### Lesetext
====

Demokratie endet vor Ladentür

Mit allen Mitteln verhindert Schlecker in Bremen die Wahl von Betriebsräten, kritisiert ver.di. Ein Mitglied des Wahlvorstands wurde sogar gekündigt. SPD-Chef Sieling: „Das ist Psychoterror“

VON GESA SCHÖLGENS

Seit geraumer Zeit ignoriert die Drogeriekette Schlecker Mitarbeiterrechte – auch in Bremen. Nun wollen Mitarbeiter, Gewerkschaft und Politik gemeinsam dagegen angehen. Aktueller Anlass: „Die Geschäftsführung versucht mit allen Mitteln, Betriebsratswahlen zu verhindern“, kritisierte gestern Richard Schmid, ver.di Fachsekretär Handel.

Ende Juli ernannte der Gesamtbetriebsausschuss erstmals einen Wahlvorstand, auf Initiative einiger Mitarbeiter. Der Vorstand sollte die Betriebsratswahl des Bremer Filial-Bezirkes organisieren. Ein Wahltermin im November stand schon fest. Doch die Reaktion der Schlecker-Geschäftsführung erfolgte prompt, so Schmid: Die Vorsitzende des Wahlvorstandes wurde entlassen. Und: „Für die Wahl wurden keine Räume und Sachmittel zur Verfügung gestellt.“ Zudem habe Schlecker weder ein Verzeichnis aller Bezirksfilialen, noch eine Wählerliste bereitgestellt. „Hierzu sind sie aber gesetzlich verpflichtet“, sagte die vom Wahlvorstand beauftragte Rechtsanwältin Pelin Ögüt.

====

### Arbeitsauftrag 1
Übernehmen Sie aus dem Lesetext wörtlich die Passage von „Mit allen Mitteln verhindert“ bis „ver.di Fachsekretär Handel.“.
### Arbeitsauftrag 2
Beantworten Sie anhand des Lesetextes:
(a) Welche Funktion bei ver.di hat Richard Schmid?
(b) In welchem Monat sollte die Betriebsratswahl stattfinden?
(c) Wer wurde nach der Ernennung des Wahlvorstands entlassen?
### Arbeitsauftrag 3
Nennen Sie alle Personen, die im Lesetext namentlich genannt werden.

====

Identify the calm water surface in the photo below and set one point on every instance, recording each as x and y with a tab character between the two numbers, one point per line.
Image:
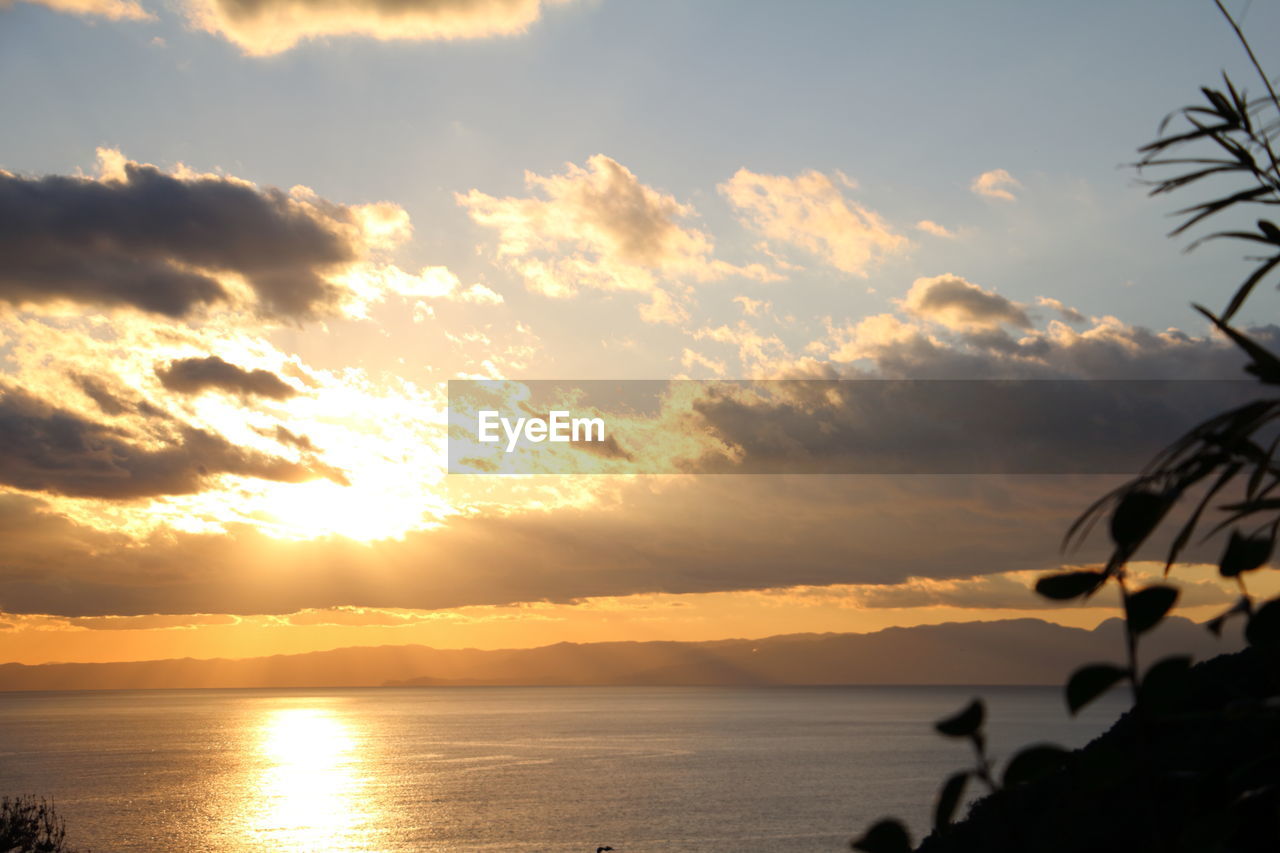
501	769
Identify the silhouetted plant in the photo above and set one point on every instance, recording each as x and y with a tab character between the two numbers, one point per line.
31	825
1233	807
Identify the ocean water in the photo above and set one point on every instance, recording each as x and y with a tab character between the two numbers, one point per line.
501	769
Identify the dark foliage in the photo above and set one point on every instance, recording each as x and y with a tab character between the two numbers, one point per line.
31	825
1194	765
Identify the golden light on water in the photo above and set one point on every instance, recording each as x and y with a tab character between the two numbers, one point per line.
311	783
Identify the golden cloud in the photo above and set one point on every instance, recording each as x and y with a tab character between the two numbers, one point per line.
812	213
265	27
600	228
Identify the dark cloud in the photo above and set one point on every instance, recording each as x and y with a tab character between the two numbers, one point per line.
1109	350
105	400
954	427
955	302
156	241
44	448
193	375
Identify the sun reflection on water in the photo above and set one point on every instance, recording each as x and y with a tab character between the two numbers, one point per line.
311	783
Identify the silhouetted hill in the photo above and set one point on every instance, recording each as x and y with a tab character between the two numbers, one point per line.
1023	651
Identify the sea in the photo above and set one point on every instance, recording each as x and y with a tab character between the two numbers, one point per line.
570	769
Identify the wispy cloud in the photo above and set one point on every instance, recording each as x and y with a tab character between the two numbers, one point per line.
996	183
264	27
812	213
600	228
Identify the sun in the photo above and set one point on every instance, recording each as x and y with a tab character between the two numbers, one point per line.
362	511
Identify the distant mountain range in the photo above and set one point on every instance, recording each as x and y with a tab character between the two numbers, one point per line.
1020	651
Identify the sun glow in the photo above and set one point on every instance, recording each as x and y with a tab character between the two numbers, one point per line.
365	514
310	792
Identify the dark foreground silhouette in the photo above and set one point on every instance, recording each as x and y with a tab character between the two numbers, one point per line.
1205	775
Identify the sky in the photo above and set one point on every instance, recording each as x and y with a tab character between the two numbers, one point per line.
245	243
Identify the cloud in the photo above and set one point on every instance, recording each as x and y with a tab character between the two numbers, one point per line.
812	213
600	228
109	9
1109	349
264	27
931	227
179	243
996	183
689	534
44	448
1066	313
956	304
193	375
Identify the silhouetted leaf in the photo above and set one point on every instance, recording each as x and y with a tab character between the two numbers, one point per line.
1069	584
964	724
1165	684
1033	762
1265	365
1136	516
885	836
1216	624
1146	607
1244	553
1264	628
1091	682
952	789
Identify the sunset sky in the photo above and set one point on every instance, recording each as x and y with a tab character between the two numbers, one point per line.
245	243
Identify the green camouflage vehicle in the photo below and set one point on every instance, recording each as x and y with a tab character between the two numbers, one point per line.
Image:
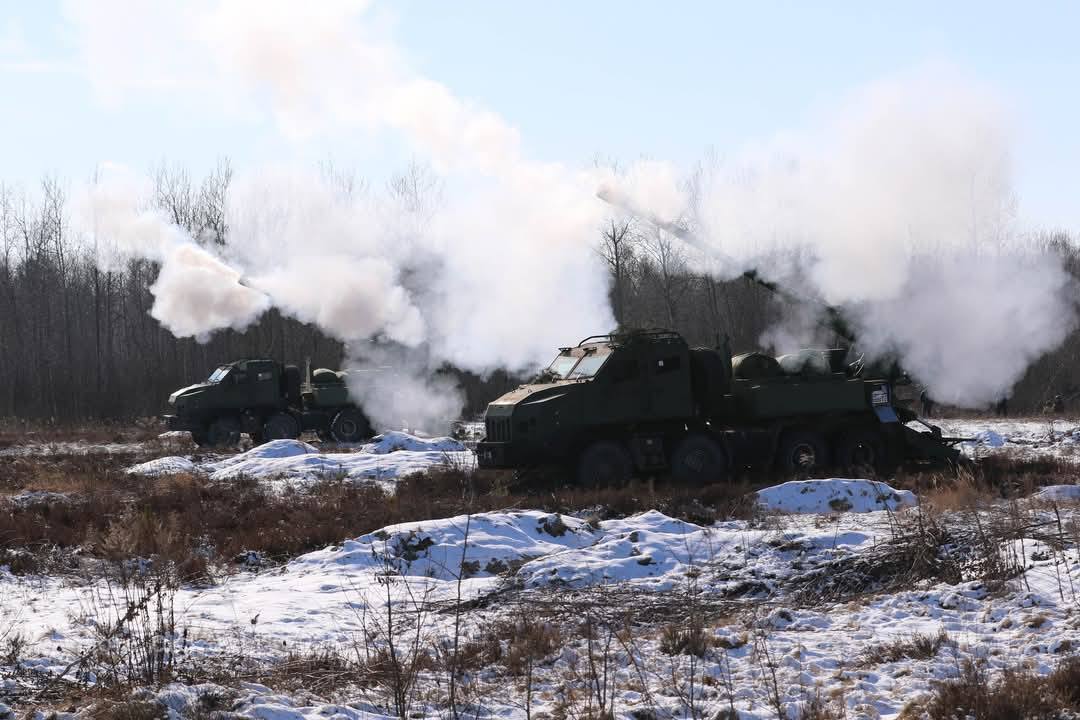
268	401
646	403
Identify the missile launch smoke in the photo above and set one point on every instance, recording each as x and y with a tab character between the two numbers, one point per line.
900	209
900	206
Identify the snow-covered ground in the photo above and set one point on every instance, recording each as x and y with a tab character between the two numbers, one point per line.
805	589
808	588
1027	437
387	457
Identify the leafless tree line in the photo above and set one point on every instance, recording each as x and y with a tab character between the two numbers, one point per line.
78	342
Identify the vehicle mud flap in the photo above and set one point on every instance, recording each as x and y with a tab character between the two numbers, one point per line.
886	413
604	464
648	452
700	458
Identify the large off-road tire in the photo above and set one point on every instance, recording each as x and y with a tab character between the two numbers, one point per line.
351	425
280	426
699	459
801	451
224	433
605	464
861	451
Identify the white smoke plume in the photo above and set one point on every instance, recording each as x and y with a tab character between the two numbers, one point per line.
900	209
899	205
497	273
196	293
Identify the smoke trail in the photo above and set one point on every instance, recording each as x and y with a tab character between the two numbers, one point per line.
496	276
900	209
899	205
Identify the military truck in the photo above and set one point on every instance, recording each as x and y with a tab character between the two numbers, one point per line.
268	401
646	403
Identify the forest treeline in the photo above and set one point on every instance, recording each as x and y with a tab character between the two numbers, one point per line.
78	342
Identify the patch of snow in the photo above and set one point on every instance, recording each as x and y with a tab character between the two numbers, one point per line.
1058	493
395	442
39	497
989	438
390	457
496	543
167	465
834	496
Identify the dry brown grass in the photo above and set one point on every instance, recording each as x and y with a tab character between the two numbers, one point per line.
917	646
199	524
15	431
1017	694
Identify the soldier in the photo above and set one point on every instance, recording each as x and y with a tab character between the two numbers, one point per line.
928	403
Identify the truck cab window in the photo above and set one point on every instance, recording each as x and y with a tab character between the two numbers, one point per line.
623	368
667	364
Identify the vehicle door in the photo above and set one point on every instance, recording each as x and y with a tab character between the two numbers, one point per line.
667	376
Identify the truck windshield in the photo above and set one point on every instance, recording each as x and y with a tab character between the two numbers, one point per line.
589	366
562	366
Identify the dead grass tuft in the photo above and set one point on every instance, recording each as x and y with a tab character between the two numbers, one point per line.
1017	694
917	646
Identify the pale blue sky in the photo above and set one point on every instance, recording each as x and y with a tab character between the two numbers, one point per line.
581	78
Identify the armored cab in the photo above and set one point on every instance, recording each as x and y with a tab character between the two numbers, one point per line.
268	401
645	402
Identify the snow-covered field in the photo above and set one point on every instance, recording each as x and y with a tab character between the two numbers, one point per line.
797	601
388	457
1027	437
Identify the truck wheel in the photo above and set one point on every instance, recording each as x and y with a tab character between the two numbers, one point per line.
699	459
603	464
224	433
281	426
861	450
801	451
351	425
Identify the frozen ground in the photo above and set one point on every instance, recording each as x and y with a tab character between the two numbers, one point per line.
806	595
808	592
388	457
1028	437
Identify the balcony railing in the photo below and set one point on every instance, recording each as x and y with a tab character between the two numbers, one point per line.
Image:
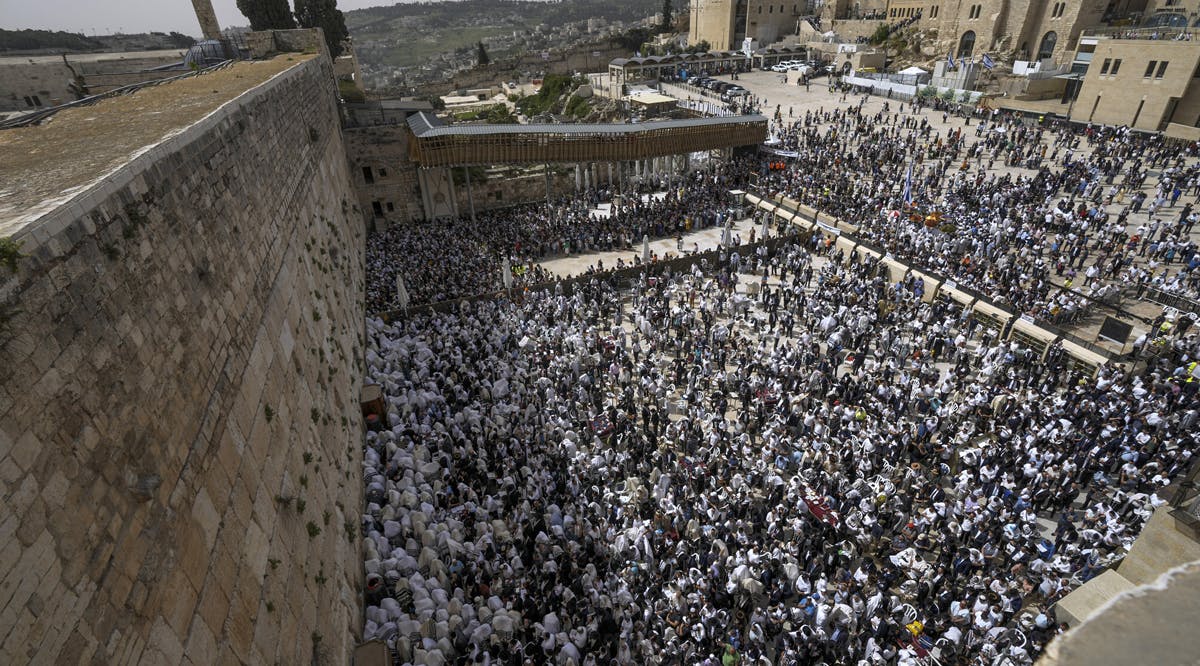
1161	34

====

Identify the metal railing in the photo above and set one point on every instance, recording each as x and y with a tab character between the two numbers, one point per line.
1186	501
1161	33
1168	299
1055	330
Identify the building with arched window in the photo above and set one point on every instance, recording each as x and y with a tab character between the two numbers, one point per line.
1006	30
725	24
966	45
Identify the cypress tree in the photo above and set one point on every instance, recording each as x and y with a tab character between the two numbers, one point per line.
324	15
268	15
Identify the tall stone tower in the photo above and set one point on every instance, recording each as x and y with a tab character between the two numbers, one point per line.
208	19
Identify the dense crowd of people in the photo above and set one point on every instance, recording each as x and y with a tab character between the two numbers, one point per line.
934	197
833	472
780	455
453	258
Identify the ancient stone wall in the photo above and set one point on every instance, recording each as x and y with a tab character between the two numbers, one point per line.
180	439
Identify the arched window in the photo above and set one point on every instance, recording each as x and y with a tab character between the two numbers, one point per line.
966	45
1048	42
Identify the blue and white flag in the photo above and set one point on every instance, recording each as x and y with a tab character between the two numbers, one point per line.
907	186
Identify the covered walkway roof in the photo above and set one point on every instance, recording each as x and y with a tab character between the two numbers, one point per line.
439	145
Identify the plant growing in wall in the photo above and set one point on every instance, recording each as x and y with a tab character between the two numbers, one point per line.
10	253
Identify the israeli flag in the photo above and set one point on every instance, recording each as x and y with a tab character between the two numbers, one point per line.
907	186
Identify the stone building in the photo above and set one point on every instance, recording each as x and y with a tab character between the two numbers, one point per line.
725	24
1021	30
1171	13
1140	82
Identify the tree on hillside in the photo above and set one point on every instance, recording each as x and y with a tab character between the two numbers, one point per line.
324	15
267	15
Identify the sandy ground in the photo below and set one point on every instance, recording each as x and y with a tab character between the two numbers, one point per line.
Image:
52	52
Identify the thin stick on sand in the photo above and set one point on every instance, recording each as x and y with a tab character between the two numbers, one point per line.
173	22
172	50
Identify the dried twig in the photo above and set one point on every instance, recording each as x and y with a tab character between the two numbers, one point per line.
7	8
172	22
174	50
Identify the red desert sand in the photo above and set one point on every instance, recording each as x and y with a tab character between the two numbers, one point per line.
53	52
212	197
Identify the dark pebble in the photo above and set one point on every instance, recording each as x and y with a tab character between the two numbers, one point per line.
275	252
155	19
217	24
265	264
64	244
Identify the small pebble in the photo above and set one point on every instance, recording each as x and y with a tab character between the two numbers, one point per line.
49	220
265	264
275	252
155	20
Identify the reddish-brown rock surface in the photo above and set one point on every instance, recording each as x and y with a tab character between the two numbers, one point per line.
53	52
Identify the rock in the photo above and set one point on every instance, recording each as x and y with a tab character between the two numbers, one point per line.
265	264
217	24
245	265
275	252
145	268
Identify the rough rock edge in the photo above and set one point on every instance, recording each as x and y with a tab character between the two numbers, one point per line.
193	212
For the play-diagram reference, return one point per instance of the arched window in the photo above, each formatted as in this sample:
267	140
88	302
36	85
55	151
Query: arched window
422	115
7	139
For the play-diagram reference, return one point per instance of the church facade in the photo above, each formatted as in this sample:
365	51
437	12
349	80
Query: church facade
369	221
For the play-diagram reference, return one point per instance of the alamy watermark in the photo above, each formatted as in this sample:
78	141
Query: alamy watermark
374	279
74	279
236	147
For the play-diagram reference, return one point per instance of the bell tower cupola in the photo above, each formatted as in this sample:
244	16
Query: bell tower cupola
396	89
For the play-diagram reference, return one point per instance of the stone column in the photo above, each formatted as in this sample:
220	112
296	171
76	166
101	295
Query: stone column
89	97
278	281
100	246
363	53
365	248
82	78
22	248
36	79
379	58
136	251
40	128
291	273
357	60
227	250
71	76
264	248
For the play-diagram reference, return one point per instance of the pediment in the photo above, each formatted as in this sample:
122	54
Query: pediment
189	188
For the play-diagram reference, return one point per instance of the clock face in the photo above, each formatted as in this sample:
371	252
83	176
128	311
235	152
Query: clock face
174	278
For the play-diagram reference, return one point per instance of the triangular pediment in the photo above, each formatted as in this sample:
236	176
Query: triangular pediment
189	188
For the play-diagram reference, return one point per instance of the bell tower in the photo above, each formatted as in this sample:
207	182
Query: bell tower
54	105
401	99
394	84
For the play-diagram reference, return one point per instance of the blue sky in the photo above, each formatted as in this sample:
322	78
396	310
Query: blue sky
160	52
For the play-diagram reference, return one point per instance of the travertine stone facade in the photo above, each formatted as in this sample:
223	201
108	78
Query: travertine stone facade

====

### Lösungsteil 1
Mit allen Mitteln verhindert Schlecker in Bremen die Wahl von Betriebsräten, kritisiert ver.di. Ein Mitglied des Wahlvorstands wurde sogar gekündigt. SPD-Chef Sieling: „Das ist Psychoterror“

VON GESA SCHÖLGENS

Seit geraumer Zeit ignoriert die Drogeriekette Schlecker Mitarbeiterrechte – auch in Bremen. Nun wollen Mitarbeiter, Gewerkschaft und Politik gemeinsam dagegen angehen. Aktueller Anlass: „Die Geschäftsführung versucht mit allen Mitteln, Betriebsratswahlen zu verhindern“, kritisierte gestern Richard Schmid, ver.di Fachsekretär Handel.

### Lösungsteil 2
(a) Fachsekretär Handel
(b) Im November
(c) Die Vorsitzende des Wahlvorstandes

### Lösungsteil 3
Sieling, Gesa Schölgens, Richard Schmid, Pelin Ögüt